● **Aim**:
Scale every pin coordinate by 2.6, rounding to whole numbers with halves going up, and rewrite the items from the line containing "# locate green turf: put" through the end, with the requests kept but the pictures dropped.

● **Given entries**:
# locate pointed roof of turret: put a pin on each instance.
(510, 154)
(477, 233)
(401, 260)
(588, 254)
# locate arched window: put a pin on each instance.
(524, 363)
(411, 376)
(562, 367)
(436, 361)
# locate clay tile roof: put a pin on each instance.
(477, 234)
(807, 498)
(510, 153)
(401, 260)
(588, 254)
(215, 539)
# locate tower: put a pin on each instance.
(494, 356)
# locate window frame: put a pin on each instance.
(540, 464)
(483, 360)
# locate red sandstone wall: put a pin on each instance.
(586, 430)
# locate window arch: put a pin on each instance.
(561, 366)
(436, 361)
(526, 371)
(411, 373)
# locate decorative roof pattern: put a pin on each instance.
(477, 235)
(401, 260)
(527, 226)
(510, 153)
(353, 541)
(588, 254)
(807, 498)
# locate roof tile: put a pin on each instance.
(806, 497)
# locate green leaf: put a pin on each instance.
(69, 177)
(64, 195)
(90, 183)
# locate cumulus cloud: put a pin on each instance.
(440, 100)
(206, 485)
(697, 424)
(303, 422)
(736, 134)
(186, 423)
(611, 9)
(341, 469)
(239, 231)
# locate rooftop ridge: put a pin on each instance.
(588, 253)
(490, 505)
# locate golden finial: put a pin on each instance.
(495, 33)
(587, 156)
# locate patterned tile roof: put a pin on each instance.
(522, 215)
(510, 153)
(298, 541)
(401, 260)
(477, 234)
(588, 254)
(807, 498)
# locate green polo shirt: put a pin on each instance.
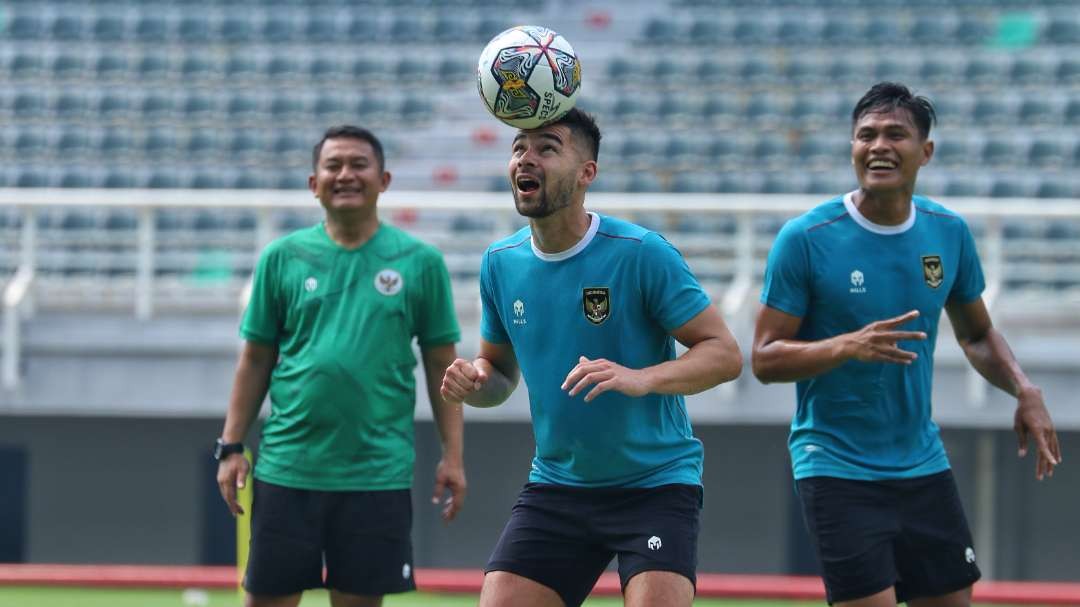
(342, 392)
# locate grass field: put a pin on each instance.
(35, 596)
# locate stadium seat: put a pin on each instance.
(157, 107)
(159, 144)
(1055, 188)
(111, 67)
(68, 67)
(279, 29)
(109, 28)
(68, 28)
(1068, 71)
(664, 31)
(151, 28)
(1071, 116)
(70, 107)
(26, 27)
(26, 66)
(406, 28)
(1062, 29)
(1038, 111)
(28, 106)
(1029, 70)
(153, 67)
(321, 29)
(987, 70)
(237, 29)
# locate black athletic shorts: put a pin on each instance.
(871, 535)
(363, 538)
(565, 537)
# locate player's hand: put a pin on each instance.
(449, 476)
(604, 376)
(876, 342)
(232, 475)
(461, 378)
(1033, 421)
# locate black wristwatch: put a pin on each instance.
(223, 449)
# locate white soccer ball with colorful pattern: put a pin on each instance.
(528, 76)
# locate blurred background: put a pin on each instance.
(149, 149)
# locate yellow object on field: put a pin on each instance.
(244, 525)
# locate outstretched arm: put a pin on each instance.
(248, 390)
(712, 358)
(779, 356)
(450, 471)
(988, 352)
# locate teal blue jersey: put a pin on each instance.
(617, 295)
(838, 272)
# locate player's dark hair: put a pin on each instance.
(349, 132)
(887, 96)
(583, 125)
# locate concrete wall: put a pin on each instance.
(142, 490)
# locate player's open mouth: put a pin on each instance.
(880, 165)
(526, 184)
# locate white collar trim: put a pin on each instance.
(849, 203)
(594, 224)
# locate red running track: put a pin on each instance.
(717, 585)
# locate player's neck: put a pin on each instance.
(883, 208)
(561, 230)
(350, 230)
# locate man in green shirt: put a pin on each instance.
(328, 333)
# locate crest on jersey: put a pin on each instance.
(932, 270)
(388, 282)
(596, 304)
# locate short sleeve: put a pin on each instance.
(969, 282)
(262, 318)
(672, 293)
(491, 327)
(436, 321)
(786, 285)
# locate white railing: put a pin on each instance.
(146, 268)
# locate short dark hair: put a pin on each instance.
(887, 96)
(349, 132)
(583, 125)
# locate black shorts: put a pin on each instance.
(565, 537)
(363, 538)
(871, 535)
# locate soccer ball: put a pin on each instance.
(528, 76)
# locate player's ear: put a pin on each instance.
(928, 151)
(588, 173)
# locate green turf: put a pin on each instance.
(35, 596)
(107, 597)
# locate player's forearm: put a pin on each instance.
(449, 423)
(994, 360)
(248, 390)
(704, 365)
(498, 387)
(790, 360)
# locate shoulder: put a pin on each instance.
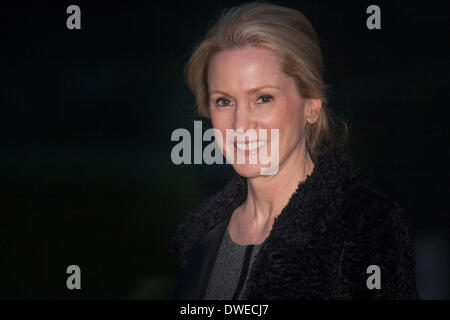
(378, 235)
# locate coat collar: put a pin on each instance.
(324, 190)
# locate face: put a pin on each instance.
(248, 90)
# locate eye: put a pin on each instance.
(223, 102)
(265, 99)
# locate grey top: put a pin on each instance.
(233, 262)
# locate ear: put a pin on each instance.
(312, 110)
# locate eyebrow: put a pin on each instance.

● **Reply**:
# locate green turf: put a pin on each instance.
(91, 1550)
(278, 1552)
# locate player's forearm: put a pin on each instance.
(1167, 1100)
(2584, 936)
(645, 1014)
(1830, 949)
(1295, 1006)
(2054, 936)
# locate shoulder: put a pin on each instance.
(983, 611)
# locate coat collar: put a pin on each instance.
(842, 494)
# locate face: put a pin on each instance.
(645, 234)
# locate eye: put a pin on each instance.
(580, 265)
(689, 257)
# locate grey top: put a pin on each instance.
(606, 681)
# locate ear: put a pin on each instance.
(811, 286)
# locate eyebrow: put a pin on each instance.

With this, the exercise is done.